Work instruction
The data that follows should be copied out exactly.

Record excerpts
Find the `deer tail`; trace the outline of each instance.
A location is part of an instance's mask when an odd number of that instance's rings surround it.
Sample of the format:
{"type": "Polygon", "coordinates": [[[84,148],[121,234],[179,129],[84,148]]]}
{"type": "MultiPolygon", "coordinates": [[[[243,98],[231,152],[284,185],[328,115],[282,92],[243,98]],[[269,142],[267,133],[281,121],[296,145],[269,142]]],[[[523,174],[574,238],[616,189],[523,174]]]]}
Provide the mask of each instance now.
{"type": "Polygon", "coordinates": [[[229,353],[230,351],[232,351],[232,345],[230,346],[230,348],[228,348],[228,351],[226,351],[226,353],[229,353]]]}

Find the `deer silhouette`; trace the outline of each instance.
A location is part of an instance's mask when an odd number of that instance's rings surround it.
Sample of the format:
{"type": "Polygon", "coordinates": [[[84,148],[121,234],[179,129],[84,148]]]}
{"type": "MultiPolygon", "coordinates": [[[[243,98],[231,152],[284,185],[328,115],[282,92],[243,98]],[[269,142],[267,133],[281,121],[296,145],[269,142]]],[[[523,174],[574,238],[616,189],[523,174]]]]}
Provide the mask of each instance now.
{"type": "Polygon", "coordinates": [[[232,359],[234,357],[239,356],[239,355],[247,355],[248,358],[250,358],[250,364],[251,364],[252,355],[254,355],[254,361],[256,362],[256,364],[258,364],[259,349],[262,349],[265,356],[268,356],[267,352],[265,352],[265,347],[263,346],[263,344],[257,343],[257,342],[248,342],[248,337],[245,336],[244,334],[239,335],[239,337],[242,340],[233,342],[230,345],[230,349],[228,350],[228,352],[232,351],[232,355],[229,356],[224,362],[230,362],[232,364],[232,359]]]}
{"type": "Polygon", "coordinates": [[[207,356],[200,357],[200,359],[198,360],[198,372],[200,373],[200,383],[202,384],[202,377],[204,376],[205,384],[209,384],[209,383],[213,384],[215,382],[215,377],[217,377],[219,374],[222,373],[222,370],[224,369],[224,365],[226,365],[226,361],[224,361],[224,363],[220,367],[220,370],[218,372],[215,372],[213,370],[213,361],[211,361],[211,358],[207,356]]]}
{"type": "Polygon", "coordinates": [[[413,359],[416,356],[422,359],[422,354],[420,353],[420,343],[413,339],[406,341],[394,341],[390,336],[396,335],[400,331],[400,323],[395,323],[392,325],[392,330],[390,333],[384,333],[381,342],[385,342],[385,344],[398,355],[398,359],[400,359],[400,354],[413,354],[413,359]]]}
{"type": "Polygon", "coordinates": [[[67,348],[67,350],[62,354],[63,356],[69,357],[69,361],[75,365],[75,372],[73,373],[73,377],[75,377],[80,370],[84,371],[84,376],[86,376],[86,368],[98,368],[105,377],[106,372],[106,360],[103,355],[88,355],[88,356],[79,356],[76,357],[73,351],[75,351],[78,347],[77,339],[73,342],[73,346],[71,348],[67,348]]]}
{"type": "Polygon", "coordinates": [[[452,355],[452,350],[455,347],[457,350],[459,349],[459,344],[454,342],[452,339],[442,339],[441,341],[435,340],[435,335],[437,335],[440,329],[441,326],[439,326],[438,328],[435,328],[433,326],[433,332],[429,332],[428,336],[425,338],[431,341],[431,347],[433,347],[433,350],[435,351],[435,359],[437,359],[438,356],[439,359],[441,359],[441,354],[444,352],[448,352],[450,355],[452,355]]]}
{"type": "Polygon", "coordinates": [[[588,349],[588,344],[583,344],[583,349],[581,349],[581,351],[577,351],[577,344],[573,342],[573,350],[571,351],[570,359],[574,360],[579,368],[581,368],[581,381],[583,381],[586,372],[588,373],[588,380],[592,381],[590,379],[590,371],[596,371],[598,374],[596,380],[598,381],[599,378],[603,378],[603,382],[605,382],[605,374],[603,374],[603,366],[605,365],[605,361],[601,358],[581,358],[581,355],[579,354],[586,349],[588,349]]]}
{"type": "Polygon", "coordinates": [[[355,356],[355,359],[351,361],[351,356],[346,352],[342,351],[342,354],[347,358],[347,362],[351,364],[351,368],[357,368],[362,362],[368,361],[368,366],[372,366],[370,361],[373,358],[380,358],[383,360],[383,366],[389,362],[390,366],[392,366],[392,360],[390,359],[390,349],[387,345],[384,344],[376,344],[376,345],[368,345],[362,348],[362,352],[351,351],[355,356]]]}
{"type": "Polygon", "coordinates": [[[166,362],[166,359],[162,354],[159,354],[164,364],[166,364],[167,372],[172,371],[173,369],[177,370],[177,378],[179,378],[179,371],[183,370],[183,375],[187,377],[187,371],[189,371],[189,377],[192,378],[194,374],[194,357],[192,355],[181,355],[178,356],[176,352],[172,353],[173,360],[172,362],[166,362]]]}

Exercise answer
Find the `deer tail`; trace the outline of each instance.
A location is part of an instance's mask when an odd number of that instance's rings surround it.
Sample of the format:
{"type": "Polygon", "coordinates": [[[84,148],[121,234],[179,129],[84,148]]]}
{"type": "MultiPolygon", "coordinates": [[[[243,98],[231,152],[284,185],[328,115],[282,92],[243,98]],[[269,142],[267,133],[281,121],[296,145],[269,142]]],[[[523,174],[574,238],[616,189],[523,174]]]]}
Provide the mask of each instance now.
{"type": "Polygon", "coordinates": [[[229,353],[230,351],[232,351],[232,345],[230,346],[230,348],[228,348],[228,351],[226,351],[226,353],[229,353]]]}

Find the `deer silhouette`; trace the outline of each instance.
A location is part of an instance's mask when an odd number of that instance's rings surround it.
Sample of the format:
{"type": "Polygon", "coordinates": [[[84,148],[121,234],[179,129],[84,148]]]}
{"type": "MultiPolygon", "coordinates": [[[[243,98],[231,152],[284,185],[328,115],[282,92],[243,98]],[[269,142],[267,133],[281,121],[296,145],[269,142]]],[[[523,174],[574,238],[616,189],[523,174]]]]}
Provide the mask of each instance now.
{"type": "Polygon", "coordinates": [[[232,359],[234,357],[239,356],[239,355],[247,355],[248,358],[250,358],[250,364],[251,364],[252,355],[254,355],[254,361],[256,362],[256,364],[258,364],[259,349],[262,349],[265,356],[268,356],[267,352],[265,352],[265,347],[263,346],[263,344],[257,343],[257,342],[248,342],[248,337],[245,336],[244,334],[239,335],[239,337],[242,340],[233,342],[230,345],[230,349],[228,350],[228,352],[232,351],[232,355],[229,356],[224,362],[230,362],[232,364],[232,359]]]}
{"type": "Polygon", "coordinates": [[[207,356],[200,357],[200,359],[198,360],[198,372],[200,373],[200,383],[202,384],[202,377],[204,376],[205,384],[209,384],[209,383],[213,384],[215,382],[215,377],[217,377],[219,374],[222,373],[222,370],[224,369],[224,365],[226,365],[226,361],[224,361],[224,363],[220,367],[220,370],[218,372],[215,372],[213,370],[213,361],[211,361],[211,358],[207,356]]]}
{"type": "Polygon", "coordinates": [[[413,359],[416,356],[422,359],[422,354],[420,353],[420,343],[413,339],[406,341],[394,341],[390,336],[396,335],[400,331],[400,323],[395,323],[392,325],[392,330],[390,333],[384,333],[381,342],[385,342],[385,344],[398,355],[398,359],[400,359],[400,354],[413,354],[413,359]]]}
{"type": "Polygon", "coordinates": [[[67,348],[67,350],[62,354],[63,356],[69,357],[69,361],[75,365],[75,372],[73,373],[73,377],[75,377],[80,370],[84,371],[84,376],[86,376],[86,368],[98,368],[105,377],[106,372],[106,360],[103,355],[88,355],[88,356],[79,356],[76,357],[73,351],[75,351],[78,347],[77,339],[73,342],[73,346],[71,348],[67,348]]]}
{"type": "Polygon", "coordinates": [[[452,355],[452,350],[455,347],[457,350],[459,349],[459,344],[454,342],[452,339],[442,339],[441,341],[435,340],[435,335],[437,335],[440,329],[441,326],[439,326],[438,328],[435,328],[433,326],[433,332],[429,332],[428,336],[425,338],[431,341],[431,347],[433,347],[433,350],[435,351],[435,359],[437,359],[438,356],[439,359],[441,359],[441,354],[444,352],[448,352],[450,355],[452,355]]]}
{"type": "Polygon", "coordinates": [[[588,349],[588,344],[583,344],[583,349],[581,349],[581,351],[577,351],[577,344],[573,342],[573,350],[571,351],[570,359],[574,360],[579,368],[581,368],[581,381],[583,381],[586,372],[588,373],[588,380],[592,381],[590,379],[590,371],[596,371],[598,374],[596,380],[598,381],[599,378],[603,378],[603,382],[605,382],[605,374],[603,374],[603,366],[605,365],[605,361],[601,358],[581,358],[581,355],[579,354],[586,349],[588,349]]]}
{"type": "Polygon", "coordinates": [[[355,356],[355,359],[351,361],[351,356],[346,352],[342,351],[342,354],[347,358],[347,362],[351,364],[351,368],[357,368],[362,362],[368,361],[368,366],[372,366],[370,361],[373,358],[380,358],[383,360],[383,366],[389,362],[390,366],[392,366],[392,360],[390,359],[390,349],[387,345],[384,344],[376,344],[376,345],[368,345],[362,348],[362,352],[351,351],[355,356]]]}
{"type": "Polygon", "coordinates": [[[166,362],[166,359],[162,354],[159,354],[164,364],[166,364],[167,372],[172,371],[173,369],[177,370],[177,378],[179,378],[179,371],[183,370],[183,375],[187,377],[187,371],[189,371],[189,377],[192,378],[194,374],[194,357],[192,355],[181,355],[178,356],[176,352],[172,353],[173,360],[172,362],[166,362]]]}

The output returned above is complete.